**Your objective**
Lay out the part of the data that opens with the line containing "drop a point: the white lamp shade" and runs to the end of the data as a Markdown table with two columns: Row, holding a running row number, and Line, holding the line itself. Skip blank lines and include no other part of the data.

>>>

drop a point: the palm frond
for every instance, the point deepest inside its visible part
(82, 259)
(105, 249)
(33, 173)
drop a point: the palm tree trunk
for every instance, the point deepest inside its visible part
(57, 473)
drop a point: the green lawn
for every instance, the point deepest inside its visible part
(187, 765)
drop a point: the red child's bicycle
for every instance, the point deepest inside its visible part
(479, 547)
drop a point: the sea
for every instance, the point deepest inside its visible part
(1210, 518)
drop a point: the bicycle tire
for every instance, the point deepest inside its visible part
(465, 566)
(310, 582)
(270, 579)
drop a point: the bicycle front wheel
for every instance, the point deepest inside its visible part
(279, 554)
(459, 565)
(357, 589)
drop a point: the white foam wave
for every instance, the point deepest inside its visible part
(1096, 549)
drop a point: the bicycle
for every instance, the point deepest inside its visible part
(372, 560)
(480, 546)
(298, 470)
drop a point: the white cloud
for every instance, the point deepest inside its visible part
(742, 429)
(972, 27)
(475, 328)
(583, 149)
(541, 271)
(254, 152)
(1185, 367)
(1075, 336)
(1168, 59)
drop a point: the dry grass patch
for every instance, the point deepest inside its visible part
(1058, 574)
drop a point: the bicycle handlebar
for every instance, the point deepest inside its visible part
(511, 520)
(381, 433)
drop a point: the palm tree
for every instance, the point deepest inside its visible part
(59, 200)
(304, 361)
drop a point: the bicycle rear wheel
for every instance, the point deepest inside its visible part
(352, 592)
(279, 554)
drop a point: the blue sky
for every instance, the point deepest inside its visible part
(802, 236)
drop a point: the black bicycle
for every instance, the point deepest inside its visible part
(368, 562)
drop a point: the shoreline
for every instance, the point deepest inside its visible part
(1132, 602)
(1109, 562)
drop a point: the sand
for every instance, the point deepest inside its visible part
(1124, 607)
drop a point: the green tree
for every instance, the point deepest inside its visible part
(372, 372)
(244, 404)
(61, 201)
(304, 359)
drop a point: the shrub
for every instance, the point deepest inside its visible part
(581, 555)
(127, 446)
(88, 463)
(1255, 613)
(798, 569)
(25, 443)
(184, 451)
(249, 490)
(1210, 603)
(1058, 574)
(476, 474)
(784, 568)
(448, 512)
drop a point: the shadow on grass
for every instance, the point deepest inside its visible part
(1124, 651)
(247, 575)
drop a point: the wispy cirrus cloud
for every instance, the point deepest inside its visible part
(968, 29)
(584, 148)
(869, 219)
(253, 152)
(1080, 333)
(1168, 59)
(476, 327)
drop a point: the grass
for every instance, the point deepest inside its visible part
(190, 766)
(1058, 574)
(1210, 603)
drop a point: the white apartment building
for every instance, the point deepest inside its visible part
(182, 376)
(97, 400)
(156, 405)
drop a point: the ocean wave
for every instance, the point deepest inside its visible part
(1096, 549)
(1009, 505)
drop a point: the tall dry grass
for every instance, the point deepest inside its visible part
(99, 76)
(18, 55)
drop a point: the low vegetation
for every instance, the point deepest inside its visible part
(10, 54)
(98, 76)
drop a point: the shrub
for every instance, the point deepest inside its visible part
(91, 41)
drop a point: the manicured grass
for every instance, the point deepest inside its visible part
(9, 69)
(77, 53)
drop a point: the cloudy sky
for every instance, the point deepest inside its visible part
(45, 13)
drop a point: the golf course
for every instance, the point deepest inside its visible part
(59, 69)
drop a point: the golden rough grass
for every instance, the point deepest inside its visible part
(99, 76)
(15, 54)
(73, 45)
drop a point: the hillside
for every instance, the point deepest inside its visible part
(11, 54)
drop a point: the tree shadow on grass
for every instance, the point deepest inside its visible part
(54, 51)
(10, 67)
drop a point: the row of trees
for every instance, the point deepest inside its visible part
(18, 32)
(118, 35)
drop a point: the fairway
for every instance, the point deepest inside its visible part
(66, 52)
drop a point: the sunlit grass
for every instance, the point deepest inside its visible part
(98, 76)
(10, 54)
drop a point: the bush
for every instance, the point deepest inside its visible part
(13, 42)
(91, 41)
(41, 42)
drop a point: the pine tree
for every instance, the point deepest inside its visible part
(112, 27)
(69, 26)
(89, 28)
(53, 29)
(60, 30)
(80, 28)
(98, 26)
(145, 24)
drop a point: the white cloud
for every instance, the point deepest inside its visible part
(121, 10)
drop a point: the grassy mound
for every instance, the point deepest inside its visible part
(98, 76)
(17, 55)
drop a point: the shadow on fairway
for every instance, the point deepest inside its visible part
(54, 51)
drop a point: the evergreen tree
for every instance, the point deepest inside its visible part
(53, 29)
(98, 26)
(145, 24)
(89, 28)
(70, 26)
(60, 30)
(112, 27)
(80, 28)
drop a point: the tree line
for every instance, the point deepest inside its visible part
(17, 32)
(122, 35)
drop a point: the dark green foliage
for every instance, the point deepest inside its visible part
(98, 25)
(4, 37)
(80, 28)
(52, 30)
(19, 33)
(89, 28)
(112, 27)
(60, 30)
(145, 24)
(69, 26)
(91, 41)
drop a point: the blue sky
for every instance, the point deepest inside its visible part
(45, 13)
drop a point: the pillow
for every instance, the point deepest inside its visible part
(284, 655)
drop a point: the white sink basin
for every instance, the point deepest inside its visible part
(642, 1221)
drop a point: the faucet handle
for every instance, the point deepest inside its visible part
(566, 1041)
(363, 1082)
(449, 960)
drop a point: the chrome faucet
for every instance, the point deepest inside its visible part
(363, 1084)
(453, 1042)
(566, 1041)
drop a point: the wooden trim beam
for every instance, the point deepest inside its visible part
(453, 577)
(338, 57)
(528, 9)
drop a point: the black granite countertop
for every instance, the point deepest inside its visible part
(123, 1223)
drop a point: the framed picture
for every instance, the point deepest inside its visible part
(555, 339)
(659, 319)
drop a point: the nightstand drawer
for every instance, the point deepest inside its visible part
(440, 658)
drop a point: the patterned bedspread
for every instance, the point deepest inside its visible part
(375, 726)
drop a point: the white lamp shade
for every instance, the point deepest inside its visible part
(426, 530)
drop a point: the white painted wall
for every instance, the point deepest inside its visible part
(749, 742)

<<<

**Completed task**
| Row | Line |
|---|---|
| 1 | drop a point: the white lamp shade |
| 2 | for every instance, the point deepest inside its visible part |
| 3 | (426, 530) |
| 4 | drop a point: the white painted wall |
| 5 | for every instance, the point deepest inside its visible part |
| 6 | (749, 742) |